* BEGIN Given entries *

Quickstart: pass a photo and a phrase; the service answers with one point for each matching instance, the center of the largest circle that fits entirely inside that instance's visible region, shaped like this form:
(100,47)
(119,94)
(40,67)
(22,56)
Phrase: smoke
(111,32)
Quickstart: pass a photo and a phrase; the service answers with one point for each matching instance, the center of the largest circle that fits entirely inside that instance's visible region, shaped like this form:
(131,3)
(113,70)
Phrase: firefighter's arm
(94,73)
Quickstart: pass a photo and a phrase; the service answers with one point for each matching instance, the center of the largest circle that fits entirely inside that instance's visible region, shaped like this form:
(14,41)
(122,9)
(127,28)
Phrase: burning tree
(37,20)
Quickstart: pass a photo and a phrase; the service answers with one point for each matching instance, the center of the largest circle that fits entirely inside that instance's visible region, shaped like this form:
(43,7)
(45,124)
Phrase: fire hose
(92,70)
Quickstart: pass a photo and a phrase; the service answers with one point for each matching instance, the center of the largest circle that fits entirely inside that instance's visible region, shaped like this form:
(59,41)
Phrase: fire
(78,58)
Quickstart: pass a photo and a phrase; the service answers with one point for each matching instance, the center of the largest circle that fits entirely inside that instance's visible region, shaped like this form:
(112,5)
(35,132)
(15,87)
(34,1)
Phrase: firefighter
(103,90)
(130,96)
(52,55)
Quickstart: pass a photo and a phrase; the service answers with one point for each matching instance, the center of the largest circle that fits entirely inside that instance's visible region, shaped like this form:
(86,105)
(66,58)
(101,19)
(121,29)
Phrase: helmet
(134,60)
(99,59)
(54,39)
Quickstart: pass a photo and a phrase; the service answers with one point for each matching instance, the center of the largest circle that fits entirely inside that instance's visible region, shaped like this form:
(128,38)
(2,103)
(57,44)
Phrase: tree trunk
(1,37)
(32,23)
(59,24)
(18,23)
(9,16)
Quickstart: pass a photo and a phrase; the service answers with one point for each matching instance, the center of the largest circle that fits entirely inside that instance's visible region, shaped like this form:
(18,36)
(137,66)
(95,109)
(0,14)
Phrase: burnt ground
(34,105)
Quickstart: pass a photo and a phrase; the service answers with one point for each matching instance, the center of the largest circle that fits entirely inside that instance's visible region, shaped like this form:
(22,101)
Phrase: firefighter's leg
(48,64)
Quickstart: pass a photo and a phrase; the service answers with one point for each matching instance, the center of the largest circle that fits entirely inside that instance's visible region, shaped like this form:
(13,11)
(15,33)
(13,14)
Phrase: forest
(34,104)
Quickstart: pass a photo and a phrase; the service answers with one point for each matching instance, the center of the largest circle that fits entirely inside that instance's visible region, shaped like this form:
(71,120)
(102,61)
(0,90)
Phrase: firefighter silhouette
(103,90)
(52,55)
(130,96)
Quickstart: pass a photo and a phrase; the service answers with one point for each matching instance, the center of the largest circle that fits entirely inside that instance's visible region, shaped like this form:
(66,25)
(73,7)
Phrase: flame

* END Given entries *

Exercise: Take the entries above and transcribe them exactly.

Output for this exercise:
Quickstart: pass a photo and a phrase; the service answers with one point for each matching instance, the center of the largest circle that fits entirely inside that instance's visible region, shaped like this form:
(100,47)
(119,94)
(40,67)
(22,56)
Phrase: smoke
(111,32)
Quickstart: pass a photo and a phrase; the service answers with one point for each matching instance, the center of the largest circle that fits entirely inside that instance's visible region, shaped like this form:
(131,3)
(113,70)
Phrase: firefighter's arm
(94,73)
Quickstart: pass a photo and a phrase; the service answers with one point for each matching instance, the center of the largest circle that fits entirely inside that instance's visible region, shaped like this form:
(14,41)
(122,9)
(127,28)
Phrase: burning tree
(37,20)
Quickstart: pass a photo and a phrase; the service answers with one point for each matching instance, the center of the largest circle that fits entirely inside that instance's visible region, shaped like this form:
(43,7)
(45,124)
Phrase: fire hose
(92,70)
Quickstart: pass a photo and a phrase; the service answers with one point for each matching instance, the center of the largest circle that fits entirely inside that instance's visible region, shaped like this form:
(59,41)
Phrase: fire
(78,58)
Quickstart: pass a photo and a phrase; the service answers with one point for each matching instance, the center of the largest circle that fits entirely inside that instance's visible region, shaped like this form:
(112,5)
(35,132)
(15,87)
(34,1)
Phrase: firefighter
(103,90)
(130,96)
(52,55)
Quickstart: pass a photo and a phrase; the service answers with one point for each matching instance, the center of the largest circle that fits entirely inside that instance's visible region, shaped like this form:
(86,105)
(66,58)
(101,19)
(121,29)
Phrase: helmet
(134,60)
(99,59)
(54,39)
Quickstart: pass a photo and a phrase; the service answers with one point for each matching instance, the center of the largest circle that fits entirely inside that instance's visible region, shaped like this form:
(128,38)
(2,103)
(57,44)
Phrase: tree trunk
(1,37)
(32,23)
(59,24)
(18,23)
(9,16)
Quickstart: pass a photo and a phrase; the service answers with one point for each matching instance, the center of the largest circle that fits entirely inside that instance's visible region, shaped like this form:
(18,36)
(137,66)
(95,109)
(0,14)
Phrase: burnt ground
(34,105)
Quickstart: pass a photo and a phrase; the service answers with one point for each matching instance, the center of the largest circle that fits entirely inside that instance's visible region, shaped like this form:
(22,101)
Phrase: firefighter's leg
(48,64)
Quickstart: pass a photo and a phrase; the service answers with one point for each matching instance, the center of the largest circle that fits entirely inside that instance's visible region, shaped like this form:
(13,11)
(15,33)
(13,14)
Phrase: forest
(34,104)
Quickstart: pass a photo and a phrase; the service answers with one point for each matching instance, the center of the largest circle that fits entirely inside that instance's visible region, shaped like this form:
(71,120)
(102,61)
(0,90)
Phrase: firefighter silhouette
(103,90)
(52,55)
(130,96)
Quickstart: pass a photo and a phrase; the service answers with one point for each matching instance, the center of the largest circle that fits entirely inside that instance's visible region, shaped like this form:
(66,25)
(73,7)
Phrase: flame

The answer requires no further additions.